Fragmento proporcionado
21 de septiembre 2018
1. ¿Puede Ortega llegar a 2021 con la crisis económico-social?
“Vamos ganando”, corea la gente en las calles, y en efecto se puede palpar en el ambiente la derrota estratégica del presidente Daniel Ortega como Jefe Supremo de la represión. Su fracaso radica en que después de haber perpetrado el peor baño de sangre en la historia nacional en tiempos de paz, lo único que le puede ofrecer al país es la amenaza de seguir en el poder como un dictador temido y sanguinario. Pero la posibilidad de llegar a 2021 representa un escenario cada vez menos viable para Ortega, no solo porque pese a la represión la protesta cívica se mantiene viva, como una llama que crece y nunca se apaga, sino porque la crisis política que estalló el 18 de abril se ha convertido ya en una crisis económica que a su vez está incubando una crisis social, que también acarrea consecuencias políticas.
La violencia desatada por el régimen para sofocar la rebelión cívica, abrió una herida irreparable y sepultó las bases mínimas de la confianza que sostienen la economía y la convivencia social. Destruida la confianza por la matanza y agravada por la persecución de la protesta cívica y la impunidad de los crímenes del régimen, sus efectos en la economía han sido devastadores. El frenazo económico ocurrido en los últimos cinco meses, confirma que se están apagando los principales motores de la economía privada. En un país que carece de recursos naturales extraordinarios, en un entorno de aislamiento internacional y sanciones económicas a través de los organismos multilaterales, no existen otras fuentes sustitutas para reactivar la economía.

Registros de datos
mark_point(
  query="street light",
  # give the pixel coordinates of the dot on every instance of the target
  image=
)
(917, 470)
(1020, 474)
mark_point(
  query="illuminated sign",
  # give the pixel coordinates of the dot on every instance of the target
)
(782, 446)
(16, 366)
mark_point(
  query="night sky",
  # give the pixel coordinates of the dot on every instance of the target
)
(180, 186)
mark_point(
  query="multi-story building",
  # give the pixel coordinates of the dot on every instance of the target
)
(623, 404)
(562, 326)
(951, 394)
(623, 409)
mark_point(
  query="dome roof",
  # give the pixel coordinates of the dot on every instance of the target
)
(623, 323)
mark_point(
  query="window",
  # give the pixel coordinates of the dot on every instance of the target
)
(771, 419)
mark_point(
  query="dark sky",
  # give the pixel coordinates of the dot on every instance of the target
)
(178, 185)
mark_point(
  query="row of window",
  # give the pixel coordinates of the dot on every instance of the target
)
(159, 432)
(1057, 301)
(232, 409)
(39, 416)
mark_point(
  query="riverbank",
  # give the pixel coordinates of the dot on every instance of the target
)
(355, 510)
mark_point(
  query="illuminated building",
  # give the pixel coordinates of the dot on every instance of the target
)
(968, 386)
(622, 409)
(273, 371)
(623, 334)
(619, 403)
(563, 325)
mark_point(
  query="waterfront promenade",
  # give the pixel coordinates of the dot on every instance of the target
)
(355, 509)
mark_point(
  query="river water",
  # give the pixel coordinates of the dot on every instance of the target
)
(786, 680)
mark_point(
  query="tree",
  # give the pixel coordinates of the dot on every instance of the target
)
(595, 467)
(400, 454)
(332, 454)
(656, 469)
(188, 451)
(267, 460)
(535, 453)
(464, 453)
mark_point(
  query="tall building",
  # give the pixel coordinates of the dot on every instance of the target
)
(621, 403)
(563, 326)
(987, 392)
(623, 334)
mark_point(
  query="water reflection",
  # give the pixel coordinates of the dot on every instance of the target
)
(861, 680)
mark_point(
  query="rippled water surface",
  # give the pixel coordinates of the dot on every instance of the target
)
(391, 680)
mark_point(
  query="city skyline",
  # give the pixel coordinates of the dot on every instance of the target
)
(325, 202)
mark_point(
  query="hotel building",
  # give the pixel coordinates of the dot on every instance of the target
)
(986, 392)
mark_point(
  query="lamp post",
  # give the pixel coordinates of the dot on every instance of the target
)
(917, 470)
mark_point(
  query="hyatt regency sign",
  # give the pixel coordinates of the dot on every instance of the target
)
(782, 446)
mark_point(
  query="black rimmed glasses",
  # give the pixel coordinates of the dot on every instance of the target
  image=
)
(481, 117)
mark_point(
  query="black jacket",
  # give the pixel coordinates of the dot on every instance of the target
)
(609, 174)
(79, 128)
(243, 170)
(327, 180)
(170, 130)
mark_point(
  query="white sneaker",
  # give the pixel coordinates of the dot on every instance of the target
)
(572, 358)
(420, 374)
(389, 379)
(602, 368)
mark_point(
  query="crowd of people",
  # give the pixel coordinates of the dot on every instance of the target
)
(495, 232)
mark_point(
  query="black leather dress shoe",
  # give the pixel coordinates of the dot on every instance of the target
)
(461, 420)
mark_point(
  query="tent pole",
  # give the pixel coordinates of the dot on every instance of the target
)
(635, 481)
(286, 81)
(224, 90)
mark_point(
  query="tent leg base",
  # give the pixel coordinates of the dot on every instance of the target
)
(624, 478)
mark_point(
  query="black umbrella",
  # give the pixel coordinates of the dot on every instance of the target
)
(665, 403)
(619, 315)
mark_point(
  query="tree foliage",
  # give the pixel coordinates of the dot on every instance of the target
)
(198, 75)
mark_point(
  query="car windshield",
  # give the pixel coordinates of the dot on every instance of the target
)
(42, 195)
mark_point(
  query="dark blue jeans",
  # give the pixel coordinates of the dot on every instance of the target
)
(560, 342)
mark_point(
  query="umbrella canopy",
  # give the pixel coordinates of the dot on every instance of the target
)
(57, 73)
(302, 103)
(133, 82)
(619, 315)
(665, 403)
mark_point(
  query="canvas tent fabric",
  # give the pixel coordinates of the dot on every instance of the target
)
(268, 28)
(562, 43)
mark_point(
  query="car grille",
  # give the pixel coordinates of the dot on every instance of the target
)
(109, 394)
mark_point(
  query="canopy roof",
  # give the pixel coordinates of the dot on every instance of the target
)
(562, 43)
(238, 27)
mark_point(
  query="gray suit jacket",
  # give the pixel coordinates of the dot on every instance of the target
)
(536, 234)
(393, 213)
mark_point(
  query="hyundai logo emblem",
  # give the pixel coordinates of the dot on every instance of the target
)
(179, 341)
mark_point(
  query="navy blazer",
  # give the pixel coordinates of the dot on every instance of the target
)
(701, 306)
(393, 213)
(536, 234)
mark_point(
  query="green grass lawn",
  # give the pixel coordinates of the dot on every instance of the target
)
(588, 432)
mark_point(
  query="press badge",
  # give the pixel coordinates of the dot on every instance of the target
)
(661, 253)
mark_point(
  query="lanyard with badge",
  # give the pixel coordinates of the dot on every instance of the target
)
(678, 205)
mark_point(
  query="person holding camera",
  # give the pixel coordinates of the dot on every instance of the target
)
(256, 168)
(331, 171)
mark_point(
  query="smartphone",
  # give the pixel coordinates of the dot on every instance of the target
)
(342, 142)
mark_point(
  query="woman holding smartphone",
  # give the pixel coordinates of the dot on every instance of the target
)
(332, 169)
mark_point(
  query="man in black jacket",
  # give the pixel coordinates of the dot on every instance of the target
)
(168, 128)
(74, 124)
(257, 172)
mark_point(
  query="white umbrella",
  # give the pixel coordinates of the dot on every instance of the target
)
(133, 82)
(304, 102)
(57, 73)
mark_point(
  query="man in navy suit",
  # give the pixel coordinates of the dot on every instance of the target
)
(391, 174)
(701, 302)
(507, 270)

Trabajo por hacer
a – Indica si cada afirmación coincide con el fragmento sobre Ortega y responde sí o no, citando textualmente las palabras que lo deciden: (i) la crisis política estalló el 18 de abril; (ii) el país cuenta con recursos naturales extraordinarios; (iii) el frenazo económico se produjo en los últimos tres meses.
b – Presenta como tabla Markdown, con las columnas "Fila" y "Línea", el tramo de los registros que va desde su comienzo hasta la línea que contiene "(1020, 474)", ambos extremos incluidos. Omite las líneas en blanco.
El fragmento y los registros no tienen relación entre sí.

Respuestas
a –
(i) Sí: "la crisis política que estalló el 18 de abril".
(ii) No: "En un país que carece de recursos naturales extraordinarios".
(iii) No: "El frenazo económico ocurrido en los últimos cinco meses".

b –
| Fila | Línea |
|---|---|
| 1 | mark_point( |
| 2 |   query="street light", |
| 3 |   # give the pixel coordinates of the dot on every instance of the target |
| 4 |   image= |
| 5 | ) |
| 6 | (917, 470) |
| 7 | (1020, 474) |